> **WHAT TO PRODUCE**
Summarize the page on Romania's electronic identity card in two sentences.

> **PAGE EXCERPT**
-- BEGIN --
3 posts tagged with "nfc"

Romania's online gambling market is one of the most regulated in Europe. ONJN has issued over 50 Class I licenses, the channelization rate exceeds 90%, and the fines and license revocations of the past year show the regulator is watching closely.

Since July 2025, every Romanian citizen requesting an identity document receives an Electronic Identity Card (CEI) with an NFC chip. This transition changes one concrete thing in the KYC flow of any ONJN-licensed operator — and not all operators are prepared.

What Has Actually Changed​

The old identity card printed the home address on the back. Operators could photograph the document, extract the address via OCR, and use it for the address verification required in the CDD process.

The new CEI no longer prints the address on the front or back. The address exists exclusively on the electronic chip, in the EDATA applet, protected by an encrypted channel and the holder's PIN.

The practical consequence: the classic "photograph the document, extract address via OCR" flow no longer works for any user with a CEI.

And the number of these users grows every day. The government has issued over 1.8 million CEIs so far, with 1.1 million old cards expiring in 2025 alone. By end of 2026, the majority of active users on Romanian iGaming platforms will hold a CEI as their only valid identity document.

The Bonus Abuse Problem — a Vector the CEI Closes​

One of the most costly problems for operators is multi-accounting: the same user creating multiple accounts to exploit welcome bonuses, reload offers, and promotions.

Current solutions — email verification, phone number, IP — are easy to circumvent. Video KYC adds friction, but with deepfakes commercially available, it no longer offers the guarantees it did three years ago.

The CEI changes the equation at a fundamental level: one physical card, issued by MAI, cryptographically tied to a single identity. There are no two people with the same CEI. There is no virtual or software-generated CEI. The chip contains a hardware-stored private key that cannot be exported or cloned.

An operator that ties the account to the CEI chip — not to a CNP, not to an email, but to the physical chip — essentially eliminates multi-accounting for all users with CEI.
-- END --
> **ENTRIES PROVIDED**
-- BEGIN --
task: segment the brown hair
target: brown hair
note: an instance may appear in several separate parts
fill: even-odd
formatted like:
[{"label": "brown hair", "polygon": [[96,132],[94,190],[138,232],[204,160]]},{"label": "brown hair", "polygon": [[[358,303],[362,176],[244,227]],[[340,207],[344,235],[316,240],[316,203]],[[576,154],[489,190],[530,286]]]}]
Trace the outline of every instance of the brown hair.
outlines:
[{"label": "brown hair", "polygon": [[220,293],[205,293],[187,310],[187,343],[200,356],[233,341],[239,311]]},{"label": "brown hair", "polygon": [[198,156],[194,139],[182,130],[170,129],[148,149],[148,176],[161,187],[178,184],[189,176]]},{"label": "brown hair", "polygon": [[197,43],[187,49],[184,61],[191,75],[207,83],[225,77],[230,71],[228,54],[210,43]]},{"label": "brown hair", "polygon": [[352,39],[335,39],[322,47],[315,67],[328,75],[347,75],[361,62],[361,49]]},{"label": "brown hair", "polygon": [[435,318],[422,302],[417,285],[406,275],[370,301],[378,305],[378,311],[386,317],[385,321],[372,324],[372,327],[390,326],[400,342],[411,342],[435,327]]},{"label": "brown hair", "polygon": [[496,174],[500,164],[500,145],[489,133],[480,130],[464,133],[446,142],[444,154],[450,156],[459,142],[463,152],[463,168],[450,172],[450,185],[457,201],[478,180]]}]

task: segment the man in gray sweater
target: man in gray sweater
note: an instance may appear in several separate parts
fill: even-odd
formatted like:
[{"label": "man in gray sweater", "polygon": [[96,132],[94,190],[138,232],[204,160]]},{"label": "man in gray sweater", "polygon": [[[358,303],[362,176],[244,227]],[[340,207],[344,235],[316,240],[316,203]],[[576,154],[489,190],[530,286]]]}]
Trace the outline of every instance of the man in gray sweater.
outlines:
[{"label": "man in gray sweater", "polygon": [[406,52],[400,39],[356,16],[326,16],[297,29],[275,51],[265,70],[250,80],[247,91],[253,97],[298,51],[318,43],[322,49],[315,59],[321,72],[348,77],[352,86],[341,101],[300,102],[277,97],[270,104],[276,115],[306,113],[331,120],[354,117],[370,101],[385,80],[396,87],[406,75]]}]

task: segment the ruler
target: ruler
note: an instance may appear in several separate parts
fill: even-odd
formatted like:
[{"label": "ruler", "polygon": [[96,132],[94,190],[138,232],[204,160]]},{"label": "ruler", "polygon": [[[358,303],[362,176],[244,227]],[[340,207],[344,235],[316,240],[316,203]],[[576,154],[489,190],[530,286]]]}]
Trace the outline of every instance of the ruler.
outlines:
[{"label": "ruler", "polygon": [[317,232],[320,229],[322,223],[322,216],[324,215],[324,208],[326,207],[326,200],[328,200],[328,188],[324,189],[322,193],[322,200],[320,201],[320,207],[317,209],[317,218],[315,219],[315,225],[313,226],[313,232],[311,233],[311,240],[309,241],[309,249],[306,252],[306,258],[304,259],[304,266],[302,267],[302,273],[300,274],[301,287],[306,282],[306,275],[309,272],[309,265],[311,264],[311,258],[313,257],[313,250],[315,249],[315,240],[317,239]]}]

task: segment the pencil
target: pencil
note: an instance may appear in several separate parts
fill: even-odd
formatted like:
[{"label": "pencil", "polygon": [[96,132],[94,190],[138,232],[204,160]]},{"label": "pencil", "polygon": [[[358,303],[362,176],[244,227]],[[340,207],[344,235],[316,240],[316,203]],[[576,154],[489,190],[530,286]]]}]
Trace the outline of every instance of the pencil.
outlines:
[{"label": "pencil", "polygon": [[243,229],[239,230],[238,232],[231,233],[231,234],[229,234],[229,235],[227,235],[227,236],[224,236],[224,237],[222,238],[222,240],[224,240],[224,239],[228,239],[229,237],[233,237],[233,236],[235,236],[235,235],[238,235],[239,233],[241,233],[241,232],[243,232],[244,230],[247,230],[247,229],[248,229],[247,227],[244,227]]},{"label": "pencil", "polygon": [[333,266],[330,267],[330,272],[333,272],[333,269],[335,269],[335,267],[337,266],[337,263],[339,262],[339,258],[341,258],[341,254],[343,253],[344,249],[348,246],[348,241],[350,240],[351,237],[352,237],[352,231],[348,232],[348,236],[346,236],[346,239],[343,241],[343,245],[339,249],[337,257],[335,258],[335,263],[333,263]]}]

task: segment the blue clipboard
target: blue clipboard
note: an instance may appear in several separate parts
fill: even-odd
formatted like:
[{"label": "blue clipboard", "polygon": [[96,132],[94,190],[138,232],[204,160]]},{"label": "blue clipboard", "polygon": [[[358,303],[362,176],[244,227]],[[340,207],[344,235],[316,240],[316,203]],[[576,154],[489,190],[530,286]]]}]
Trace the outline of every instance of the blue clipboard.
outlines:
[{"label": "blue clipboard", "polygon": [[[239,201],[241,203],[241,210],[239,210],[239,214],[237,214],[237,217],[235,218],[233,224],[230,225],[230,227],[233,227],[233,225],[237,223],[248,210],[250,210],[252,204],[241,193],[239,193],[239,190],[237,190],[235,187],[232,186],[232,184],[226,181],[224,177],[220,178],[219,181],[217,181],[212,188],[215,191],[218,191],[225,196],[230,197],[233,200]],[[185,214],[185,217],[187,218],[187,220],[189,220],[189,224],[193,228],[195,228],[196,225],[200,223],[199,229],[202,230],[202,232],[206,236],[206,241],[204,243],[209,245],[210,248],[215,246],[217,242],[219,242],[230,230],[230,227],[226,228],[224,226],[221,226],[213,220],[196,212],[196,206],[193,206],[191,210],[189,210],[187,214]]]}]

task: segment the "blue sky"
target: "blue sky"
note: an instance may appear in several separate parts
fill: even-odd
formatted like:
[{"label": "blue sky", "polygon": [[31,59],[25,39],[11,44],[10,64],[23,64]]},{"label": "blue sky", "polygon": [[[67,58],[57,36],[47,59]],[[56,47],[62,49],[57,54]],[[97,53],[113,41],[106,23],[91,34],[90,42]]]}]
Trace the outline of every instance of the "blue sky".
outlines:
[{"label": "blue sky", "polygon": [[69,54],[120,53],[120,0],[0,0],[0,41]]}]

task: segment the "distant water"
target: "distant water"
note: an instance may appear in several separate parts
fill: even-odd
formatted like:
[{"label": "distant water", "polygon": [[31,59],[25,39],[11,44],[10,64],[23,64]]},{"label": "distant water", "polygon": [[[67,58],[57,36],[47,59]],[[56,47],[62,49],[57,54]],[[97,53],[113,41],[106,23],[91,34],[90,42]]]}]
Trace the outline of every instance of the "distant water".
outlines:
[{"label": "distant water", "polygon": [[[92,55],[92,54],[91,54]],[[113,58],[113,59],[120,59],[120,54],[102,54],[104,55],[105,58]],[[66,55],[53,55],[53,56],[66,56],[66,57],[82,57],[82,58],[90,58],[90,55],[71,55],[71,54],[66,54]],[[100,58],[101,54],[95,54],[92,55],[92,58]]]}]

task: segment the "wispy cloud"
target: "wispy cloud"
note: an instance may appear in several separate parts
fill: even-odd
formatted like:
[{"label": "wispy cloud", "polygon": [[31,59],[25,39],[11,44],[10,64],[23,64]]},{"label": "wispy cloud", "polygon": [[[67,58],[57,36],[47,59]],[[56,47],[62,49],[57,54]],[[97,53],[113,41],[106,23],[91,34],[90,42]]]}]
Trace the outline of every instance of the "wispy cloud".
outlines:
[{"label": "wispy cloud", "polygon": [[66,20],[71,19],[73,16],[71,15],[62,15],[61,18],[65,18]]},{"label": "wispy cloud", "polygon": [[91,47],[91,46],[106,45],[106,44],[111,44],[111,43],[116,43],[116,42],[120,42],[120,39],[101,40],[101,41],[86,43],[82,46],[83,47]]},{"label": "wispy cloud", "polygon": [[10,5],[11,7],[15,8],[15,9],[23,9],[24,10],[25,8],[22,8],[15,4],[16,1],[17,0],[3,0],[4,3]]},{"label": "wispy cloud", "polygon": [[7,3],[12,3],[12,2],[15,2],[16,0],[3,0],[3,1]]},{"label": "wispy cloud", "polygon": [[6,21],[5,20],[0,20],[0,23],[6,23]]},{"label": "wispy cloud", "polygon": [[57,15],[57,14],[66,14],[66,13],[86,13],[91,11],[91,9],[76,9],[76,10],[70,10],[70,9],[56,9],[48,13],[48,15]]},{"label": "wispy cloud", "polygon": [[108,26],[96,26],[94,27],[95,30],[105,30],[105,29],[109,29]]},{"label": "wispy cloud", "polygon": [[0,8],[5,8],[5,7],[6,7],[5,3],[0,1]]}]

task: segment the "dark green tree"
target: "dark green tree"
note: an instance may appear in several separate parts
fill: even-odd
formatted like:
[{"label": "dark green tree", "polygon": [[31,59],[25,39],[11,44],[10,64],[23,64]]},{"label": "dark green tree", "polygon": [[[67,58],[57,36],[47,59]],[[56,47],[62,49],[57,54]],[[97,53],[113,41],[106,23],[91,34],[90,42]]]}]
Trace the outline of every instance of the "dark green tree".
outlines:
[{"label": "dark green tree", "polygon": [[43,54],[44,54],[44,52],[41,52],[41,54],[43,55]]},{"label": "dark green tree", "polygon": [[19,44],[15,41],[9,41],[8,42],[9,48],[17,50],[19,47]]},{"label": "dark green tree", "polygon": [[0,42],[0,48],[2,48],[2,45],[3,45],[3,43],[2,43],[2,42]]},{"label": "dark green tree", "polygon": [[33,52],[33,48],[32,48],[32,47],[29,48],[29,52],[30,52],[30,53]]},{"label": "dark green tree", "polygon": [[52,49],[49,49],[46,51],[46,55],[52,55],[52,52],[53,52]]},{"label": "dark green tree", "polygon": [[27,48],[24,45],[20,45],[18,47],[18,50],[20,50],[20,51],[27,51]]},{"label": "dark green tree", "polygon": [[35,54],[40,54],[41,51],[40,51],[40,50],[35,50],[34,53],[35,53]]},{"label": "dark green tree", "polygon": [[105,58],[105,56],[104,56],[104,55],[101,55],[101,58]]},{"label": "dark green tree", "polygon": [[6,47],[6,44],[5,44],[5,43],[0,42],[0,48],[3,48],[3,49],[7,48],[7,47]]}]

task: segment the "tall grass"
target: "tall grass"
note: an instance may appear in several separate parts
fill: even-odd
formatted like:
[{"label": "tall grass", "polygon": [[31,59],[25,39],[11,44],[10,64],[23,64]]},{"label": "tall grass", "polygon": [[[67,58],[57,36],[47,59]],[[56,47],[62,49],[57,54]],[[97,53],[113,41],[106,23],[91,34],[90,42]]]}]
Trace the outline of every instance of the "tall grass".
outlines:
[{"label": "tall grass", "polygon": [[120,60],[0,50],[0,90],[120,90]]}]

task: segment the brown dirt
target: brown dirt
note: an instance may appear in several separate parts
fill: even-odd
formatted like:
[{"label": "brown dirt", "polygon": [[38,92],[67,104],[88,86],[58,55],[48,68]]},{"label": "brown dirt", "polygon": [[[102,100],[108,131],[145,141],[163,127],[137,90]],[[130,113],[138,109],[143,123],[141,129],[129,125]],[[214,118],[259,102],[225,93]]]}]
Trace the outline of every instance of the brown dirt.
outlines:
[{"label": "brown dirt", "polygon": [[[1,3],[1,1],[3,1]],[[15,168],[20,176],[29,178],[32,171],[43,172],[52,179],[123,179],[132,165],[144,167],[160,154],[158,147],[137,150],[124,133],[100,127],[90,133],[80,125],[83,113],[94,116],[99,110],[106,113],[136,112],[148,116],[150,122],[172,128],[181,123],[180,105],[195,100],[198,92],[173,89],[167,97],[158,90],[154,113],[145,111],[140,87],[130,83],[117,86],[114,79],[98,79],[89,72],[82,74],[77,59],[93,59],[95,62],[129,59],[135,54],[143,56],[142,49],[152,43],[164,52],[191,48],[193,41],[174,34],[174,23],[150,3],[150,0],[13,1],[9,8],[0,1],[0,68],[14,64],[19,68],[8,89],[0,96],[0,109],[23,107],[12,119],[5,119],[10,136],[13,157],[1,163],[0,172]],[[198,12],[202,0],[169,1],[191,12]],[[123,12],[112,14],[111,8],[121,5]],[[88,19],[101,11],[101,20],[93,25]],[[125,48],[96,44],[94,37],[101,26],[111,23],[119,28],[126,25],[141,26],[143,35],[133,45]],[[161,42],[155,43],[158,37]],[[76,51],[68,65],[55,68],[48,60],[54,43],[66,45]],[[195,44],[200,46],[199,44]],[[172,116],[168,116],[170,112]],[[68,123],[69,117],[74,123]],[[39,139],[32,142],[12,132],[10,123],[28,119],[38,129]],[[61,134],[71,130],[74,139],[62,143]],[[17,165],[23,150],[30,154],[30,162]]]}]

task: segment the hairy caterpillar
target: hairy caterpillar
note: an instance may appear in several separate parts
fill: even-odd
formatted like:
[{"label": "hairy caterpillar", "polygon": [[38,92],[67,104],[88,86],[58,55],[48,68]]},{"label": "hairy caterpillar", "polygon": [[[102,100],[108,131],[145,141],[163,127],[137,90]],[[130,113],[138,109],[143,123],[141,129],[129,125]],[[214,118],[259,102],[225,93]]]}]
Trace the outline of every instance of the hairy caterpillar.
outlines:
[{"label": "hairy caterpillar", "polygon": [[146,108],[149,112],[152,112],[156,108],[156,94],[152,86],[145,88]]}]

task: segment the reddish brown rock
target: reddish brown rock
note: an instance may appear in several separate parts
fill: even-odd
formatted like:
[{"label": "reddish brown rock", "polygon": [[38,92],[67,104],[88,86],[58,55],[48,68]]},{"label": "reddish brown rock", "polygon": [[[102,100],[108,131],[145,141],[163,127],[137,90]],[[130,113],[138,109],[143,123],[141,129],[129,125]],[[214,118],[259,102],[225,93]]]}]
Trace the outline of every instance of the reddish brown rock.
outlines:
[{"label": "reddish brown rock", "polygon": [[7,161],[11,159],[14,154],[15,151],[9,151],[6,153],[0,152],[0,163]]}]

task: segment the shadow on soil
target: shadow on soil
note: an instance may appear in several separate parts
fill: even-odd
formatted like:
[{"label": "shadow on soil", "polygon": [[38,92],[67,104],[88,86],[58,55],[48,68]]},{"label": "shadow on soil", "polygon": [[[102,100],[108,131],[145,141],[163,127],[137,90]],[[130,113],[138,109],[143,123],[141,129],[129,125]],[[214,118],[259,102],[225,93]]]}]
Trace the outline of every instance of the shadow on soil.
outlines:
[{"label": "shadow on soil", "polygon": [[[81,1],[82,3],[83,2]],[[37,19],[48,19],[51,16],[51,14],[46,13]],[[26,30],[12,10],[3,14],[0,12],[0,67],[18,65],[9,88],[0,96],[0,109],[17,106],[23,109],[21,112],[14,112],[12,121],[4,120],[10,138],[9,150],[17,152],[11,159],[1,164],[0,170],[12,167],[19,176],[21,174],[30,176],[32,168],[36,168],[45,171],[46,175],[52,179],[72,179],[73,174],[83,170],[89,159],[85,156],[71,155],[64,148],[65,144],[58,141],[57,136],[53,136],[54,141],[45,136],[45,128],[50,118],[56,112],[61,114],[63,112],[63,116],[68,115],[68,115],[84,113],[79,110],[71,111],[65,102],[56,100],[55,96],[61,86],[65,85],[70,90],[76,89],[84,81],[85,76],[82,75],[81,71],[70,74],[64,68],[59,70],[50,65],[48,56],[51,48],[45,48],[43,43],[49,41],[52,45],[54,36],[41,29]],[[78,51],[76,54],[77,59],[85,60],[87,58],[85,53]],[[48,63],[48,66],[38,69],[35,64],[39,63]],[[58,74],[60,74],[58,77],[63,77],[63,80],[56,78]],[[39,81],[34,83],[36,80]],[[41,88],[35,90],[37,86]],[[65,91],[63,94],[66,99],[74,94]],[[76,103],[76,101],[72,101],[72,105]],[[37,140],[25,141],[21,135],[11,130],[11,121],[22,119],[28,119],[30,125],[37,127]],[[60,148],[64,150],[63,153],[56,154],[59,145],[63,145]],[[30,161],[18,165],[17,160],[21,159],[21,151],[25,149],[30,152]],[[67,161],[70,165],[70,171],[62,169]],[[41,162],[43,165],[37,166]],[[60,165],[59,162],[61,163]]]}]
-- END --
> **TASK OUTPUT**
Since July 2025, Romanian citizens requesting an identity document receive an Electronic Identity Card (CEI) whose address is stored only on its NFC chip, so ONJN-licensed operators can no longer photograph the document and extract the address via OCR for verification. Because each CEI is a single physical card cryptographically tied to one identity, with a private key that cannot be exported or cloned, an operator that ties accounts to the chip essentially eliminates multi-accounting for users who hold one.